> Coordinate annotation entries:
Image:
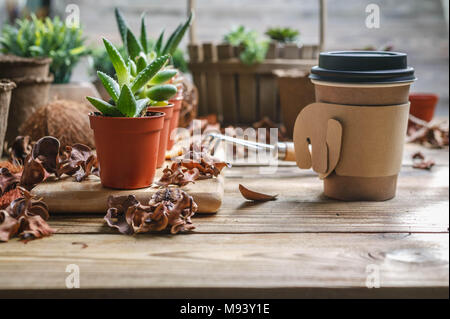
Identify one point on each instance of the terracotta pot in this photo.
(74, 91)
(6, 87)
(12, 67)
(30, 94)
(423, 105)
(164, 136)
(127, 149)
(177, 101)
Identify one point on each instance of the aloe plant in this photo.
(123, 92)
(141, 51)
(46, 38)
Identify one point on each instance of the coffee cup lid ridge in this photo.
(370, 67)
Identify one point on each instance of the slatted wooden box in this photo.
(242, 94)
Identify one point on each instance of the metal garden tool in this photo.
(283, 151)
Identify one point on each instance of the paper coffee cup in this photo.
(362, 79)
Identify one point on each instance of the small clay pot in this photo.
(423, 105)
(164, 136)
(177, 101)
(12, 67)
(6, 87)
(30, 94)
(127, 149)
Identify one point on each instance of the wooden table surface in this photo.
(302, 245)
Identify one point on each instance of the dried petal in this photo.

> STATED PROBLEM: Render the lines above as a Markdown table with the columns "Row" and "Line," numbering each row and skipping blank lines. Leave the pictures out of the table.

> SOLUTION:
| Row | Line |
|---|---|
| 1 | Image: |
| 2 | Identify one point on each instance of the terracotta pot in this photo. |
| 3 | (74, 91) |
| 4 | (6, 87) |
| 5 | (12, 67) |
| 6 | (30, 94) |
| 7 | (423, 105) |
| 8 | (164, 136) |
| 9 | (127, 149) |
| 10 | (177, 101) |
| 11 | Identify one point on each instance of the aloe plant in this photo. |
| 12 | (123, 92) |
| 13 | (141, 51) |
| 14 | (46, 38) |
| 15 | Identify one point on each instance of the coffee cup lid ridge in this photo. |
| 16 | (370, 67) |
| 17 | Identify one point on each instance of the slatted wooden box in this photo. |
| 18 | (242, 94) |
| 19 | Identify one point on each instance of the metal garden tool in this photo. |
| 20 | (283, 151) |
| 21 | Identify one point on each instance of the paper coffee cup in this photo. |
| 22 | (362, 79) |
| 23 | Identify one point on each instance of the small clay pot in this photo. |
| 24 | (423, 105) |
| 25 | (164, 136) |
| 26 | (177, 101) |
| 27 | (12, 67) |
| 28 | (6, 87) |
| 29 | (30, 94) |
| 30 | (127, 149) |
| 31 | Identify one point on each instance of the wooden table surface in this photo. |
| 32 | (302, 245) |
| 33 | Identify one point on each instance of the dried petal in this photo. |